Assignment: From the listing below, reproduce word for word the part that opens with the line containing "Query: wooden plank" and closes with the line containing "Query: asphalt road"; reproduce nothing else.

Source records:

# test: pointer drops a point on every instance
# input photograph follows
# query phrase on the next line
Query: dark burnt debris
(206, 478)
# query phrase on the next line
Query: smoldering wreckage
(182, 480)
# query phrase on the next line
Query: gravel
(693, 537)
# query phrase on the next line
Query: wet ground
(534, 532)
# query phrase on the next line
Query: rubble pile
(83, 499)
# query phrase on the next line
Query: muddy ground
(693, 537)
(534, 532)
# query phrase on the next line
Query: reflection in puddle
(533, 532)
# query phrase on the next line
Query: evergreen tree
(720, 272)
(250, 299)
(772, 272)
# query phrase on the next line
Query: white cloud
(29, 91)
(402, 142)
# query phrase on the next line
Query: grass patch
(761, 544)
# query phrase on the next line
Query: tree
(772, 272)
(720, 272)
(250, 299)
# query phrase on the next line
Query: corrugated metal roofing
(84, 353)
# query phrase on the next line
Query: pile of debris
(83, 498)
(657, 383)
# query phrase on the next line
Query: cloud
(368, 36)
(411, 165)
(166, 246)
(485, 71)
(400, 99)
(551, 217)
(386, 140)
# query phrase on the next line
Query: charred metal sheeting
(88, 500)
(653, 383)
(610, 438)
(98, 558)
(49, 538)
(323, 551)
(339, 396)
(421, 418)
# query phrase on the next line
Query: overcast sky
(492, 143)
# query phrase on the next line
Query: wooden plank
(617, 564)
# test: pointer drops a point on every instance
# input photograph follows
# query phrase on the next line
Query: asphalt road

==

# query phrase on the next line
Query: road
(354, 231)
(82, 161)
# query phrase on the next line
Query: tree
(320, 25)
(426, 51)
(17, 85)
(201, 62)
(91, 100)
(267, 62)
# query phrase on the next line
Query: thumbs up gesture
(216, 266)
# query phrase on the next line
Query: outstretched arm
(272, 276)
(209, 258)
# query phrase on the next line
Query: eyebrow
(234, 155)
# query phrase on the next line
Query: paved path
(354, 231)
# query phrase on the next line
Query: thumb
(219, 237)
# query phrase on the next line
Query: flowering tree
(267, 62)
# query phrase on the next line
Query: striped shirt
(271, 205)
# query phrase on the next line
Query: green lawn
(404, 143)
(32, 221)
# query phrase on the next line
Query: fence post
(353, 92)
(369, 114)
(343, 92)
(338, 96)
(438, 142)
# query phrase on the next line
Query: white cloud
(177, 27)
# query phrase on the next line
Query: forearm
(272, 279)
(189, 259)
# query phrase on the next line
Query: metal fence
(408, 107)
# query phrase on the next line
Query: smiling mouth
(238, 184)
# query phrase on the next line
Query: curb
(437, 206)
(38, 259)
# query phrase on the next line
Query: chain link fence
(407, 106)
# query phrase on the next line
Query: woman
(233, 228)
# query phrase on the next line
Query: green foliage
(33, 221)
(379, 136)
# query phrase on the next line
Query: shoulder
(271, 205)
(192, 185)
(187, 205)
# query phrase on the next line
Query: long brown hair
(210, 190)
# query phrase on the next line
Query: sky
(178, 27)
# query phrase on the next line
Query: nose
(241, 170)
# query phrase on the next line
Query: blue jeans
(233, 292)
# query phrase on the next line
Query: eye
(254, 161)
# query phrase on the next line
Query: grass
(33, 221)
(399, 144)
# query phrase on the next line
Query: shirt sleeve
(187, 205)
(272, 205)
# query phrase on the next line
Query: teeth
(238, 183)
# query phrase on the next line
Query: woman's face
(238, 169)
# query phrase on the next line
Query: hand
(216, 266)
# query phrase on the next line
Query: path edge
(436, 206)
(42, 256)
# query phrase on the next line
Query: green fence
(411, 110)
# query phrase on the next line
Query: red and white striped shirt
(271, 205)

--

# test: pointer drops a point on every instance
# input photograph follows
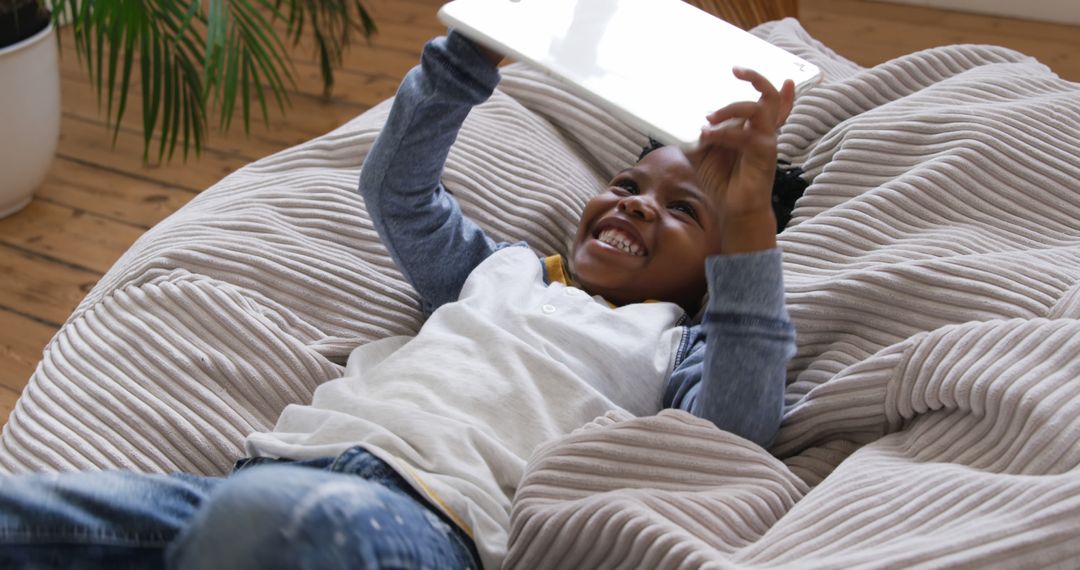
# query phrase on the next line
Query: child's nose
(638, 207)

Result for this task:
Query: wooden plank
(617, 564)
# test: pointer drops a point on every instance
# input photograph follows
# query phrase on the next line
Query: asphalt road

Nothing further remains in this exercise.